Exercise aim
Your task is to copy the stretch of lines in the records below that begins with the line containing "Target: wood grain texture" and ends with the line containing "closure in this photo.", exactly as written, with nothing added.

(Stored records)
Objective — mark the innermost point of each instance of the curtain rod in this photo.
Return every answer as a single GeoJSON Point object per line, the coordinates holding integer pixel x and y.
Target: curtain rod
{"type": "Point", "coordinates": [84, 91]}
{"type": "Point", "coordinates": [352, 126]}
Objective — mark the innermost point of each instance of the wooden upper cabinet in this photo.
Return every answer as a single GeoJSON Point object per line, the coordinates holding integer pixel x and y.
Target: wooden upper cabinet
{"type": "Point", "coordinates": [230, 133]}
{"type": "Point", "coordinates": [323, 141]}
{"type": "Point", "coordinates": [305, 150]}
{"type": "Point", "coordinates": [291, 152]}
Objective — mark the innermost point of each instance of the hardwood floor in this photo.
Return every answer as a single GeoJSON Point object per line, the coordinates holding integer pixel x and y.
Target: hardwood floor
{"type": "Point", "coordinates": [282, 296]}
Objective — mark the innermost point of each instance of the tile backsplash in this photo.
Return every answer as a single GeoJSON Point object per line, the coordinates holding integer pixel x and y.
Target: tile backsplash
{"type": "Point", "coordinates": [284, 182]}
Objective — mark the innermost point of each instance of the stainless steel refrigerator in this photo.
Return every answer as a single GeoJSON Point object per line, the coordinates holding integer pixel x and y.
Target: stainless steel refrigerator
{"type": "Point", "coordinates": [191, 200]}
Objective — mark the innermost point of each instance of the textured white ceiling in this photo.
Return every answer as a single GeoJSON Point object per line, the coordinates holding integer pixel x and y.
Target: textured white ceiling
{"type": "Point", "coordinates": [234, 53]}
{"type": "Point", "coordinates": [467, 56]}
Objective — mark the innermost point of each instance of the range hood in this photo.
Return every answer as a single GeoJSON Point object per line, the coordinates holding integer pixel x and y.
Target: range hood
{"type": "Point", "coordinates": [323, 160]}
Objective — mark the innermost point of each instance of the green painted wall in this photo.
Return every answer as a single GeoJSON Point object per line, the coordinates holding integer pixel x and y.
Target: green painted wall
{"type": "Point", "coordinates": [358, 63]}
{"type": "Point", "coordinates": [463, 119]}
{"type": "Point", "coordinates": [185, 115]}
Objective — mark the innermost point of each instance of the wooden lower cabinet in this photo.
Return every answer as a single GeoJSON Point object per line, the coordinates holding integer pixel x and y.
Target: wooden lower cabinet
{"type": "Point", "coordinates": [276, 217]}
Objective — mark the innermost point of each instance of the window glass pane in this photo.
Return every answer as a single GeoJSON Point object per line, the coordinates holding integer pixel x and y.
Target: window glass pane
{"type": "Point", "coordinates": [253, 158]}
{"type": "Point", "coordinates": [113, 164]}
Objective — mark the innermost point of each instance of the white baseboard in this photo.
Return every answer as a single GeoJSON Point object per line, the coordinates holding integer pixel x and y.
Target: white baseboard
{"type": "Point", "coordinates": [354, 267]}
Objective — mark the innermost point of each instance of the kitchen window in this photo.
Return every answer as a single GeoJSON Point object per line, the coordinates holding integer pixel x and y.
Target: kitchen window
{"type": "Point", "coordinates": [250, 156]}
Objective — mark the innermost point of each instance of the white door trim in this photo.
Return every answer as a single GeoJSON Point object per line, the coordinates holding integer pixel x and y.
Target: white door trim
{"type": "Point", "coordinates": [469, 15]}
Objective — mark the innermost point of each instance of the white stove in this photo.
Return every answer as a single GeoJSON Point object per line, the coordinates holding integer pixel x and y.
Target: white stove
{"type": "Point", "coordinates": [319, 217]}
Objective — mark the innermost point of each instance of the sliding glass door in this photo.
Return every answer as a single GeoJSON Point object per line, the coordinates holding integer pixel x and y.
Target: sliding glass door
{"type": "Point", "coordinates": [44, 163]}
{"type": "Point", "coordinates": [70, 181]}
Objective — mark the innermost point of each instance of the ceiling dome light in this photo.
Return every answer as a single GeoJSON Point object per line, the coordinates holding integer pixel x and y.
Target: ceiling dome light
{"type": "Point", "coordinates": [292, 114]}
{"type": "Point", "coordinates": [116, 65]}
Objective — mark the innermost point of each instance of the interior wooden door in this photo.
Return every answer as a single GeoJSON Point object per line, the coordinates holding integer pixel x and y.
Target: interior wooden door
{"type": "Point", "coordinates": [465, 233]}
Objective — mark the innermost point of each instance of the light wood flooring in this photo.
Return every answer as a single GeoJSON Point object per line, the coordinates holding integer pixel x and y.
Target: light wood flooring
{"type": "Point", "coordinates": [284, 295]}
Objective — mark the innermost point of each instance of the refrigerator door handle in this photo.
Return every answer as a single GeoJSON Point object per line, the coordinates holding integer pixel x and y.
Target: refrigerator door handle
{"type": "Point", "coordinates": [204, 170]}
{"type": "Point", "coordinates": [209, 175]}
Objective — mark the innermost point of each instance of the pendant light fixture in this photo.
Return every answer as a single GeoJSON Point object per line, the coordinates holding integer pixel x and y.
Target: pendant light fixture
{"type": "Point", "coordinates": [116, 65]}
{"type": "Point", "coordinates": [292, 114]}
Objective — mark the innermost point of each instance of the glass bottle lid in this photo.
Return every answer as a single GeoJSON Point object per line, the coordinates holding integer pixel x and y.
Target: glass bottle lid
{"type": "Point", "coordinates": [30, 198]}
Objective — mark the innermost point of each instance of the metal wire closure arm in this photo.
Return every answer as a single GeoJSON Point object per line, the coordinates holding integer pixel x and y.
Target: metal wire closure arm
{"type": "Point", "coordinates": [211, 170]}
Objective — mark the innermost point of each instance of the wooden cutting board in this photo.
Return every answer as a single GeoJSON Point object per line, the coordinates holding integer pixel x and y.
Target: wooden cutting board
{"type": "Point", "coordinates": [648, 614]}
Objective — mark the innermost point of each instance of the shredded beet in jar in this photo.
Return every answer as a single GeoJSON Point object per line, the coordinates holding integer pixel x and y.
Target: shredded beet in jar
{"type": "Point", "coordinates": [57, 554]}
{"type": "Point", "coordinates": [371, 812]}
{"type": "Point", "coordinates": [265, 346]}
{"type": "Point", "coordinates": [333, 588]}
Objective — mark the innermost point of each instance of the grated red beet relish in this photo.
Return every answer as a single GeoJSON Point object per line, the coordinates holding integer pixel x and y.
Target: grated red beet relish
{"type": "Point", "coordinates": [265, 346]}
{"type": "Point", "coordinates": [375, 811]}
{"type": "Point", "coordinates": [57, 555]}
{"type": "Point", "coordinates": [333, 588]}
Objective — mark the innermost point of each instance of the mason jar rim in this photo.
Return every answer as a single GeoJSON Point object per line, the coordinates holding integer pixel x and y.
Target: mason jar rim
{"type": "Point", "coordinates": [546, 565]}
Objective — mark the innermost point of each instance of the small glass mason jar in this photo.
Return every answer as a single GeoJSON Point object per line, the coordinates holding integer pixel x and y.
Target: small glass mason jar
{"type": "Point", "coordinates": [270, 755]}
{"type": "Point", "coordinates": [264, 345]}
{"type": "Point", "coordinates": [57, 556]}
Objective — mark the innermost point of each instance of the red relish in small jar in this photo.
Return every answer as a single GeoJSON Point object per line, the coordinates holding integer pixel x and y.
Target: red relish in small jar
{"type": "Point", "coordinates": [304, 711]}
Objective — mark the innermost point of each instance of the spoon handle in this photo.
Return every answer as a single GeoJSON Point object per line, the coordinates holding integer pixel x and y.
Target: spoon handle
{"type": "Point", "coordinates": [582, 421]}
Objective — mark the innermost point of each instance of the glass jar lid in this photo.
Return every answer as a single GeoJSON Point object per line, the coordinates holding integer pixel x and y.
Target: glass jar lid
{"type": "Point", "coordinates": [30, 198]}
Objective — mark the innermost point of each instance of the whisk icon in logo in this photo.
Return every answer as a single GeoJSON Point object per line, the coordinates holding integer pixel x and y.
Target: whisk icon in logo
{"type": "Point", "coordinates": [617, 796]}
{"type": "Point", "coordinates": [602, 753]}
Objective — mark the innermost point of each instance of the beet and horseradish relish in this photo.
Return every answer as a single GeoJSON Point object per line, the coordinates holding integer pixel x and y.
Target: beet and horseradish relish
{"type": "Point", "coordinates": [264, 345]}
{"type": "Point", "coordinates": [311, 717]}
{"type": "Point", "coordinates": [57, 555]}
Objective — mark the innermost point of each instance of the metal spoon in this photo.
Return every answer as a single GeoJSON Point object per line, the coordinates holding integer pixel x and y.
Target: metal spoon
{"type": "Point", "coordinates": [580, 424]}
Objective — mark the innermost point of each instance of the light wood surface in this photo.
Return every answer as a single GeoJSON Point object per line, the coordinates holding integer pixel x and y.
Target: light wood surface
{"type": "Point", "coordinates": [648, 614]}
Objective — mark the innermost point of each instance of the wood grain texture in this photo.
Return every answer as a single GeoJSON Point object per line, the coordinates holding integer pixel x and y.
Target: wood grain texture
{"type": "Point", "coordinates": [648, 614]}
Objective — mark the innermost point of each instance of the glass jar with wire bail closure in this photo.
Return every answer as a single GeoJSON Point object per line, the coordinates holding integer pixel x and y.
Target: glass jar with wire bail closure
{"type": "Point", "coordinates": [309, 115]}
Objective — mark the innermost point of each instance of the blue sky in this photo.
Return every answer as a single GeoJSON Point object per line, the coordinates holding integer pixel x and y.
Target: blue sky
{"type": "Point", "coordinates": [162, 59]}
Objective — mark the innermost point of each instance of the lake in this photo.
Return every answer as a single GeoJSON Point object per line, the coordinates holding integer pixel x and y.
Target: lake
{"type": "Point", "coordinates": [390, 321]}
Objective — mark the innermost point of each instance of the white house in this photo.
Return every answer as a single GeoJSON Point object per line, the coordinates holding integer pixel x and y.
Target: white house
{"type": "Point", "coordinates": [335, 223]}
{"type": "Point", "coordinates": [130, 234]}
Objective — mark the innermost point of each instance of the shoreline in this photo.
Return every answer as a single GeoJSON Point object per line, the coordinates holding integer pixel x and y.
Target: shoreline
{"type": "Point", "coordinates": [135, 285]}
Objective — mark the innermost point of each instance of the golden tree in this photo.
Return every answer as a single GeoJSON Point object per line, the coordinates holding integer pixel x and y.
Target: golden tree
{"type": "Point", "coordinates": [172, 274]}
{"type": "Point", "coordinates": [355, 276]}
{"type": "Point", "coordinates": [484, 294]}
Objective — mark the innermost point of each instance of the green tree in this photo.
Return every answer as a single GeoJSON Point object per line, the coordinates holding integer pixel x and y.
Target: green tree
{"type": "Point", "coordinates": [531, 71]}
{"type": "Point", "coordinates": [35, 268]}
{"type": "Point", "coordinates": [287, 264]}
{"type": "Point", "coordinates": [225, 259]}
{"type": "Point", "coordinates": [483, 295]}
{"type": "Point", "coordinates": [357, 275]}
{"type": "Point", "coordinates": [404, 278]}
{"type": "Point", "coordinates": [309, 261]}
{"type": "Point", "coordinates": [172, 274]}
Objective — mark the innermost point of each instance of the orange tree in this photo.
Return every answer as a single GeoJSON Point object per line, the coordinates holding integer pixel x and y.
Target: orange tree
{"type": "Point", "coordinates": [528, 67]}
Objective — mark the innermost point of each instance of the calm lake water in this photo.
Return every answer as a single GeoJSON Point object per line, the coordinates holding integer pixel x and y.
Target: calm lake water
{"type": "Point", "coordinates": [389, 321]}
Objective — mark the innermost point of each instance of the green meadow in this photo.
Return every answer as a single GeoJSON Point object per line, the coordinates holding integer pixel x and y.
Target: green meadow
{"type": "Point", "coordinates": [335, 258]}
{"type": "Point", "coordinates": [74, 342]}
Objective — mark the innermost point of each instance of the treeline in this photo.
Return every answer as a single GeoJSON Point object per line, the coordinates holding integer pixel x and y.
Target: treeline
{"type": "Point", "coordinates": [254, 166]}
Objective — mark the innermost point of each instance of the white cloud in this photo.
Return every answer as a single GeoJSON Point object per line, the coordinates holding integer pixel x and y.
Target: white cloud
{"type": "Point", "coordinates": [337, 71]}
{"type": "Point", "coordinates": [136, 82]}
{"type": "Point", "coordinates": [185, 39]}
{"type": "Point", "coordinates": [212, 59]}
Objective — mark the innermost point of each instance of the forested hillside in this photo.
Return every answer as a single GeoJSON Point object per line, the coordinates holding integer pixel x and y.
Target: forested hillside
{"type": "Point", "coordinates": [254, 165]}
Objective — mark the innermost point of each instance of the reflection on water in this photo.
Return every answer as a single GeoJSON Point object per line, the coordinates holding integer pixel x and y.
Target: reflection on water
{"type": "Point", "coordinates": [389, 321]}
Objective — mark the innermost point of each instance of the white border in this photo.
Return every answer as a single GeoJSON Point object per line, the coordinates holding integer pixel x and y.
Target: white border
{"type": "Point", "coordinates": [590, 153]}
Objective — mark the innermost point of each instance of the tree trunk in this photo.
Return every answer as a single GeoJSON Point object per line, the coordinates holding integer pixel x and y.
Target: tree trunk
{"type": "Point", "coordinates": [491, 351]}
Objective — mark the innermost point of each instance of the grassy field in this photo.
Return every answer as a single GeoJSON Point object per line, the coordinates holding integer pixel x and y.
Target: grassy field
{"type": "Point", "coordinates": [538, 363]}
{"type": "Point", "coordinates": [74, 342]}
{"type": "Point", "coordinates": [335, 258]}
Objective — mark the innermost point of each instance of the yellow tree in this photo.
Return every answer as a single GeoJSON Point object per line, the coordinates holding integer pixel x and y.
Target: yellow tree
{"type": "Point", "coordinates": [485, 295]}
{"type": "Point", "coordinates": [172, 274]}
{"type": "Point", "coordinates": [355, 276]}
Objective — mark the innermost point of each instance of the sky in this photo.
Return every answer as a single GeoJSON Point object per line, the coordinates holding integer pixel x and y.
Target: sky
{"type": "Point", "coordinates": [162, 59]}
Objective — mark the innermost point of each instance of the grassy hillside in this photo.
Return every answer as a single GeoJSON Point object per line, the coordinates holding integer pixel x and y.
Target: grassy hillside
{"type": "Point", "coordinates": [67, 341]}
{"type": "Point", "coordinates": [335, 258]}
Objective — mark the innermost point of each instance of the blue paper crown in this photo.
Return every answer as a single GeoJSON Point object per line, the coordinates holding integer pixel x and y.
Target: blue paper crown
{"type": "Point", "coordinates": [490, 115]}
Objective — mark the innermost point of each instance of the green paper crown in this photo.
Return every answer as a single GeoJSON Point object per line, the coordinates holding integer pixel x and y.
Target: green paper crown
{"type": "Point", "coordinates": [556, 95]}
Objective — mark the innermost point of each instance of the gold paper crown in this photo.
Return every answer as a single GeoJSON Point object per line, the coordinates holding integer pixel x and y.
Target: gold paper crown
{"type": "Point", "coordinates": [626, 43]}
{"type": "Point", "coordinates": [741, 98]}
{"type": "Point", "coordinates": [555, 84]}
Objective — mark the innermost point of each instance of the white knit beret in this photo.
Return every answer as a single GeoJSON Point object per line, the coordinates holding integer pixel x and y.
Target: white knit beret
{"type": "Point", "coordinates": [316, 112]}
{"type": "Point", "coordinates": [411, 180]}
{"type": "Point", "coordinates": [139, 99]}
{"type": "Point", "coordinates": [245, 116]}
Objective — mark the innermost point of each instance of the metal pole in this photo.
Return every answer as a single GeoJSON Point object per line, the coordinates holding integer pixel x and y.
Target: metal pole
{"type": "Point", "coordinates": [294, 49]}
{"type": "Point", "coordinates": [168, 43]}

Exercise answer
Target: wood grain texture
{"type": "Point", "coordinates": [648, 614]}
Objective — mark the innermost point of each instance of the glass jar with wire bail closure in this photo.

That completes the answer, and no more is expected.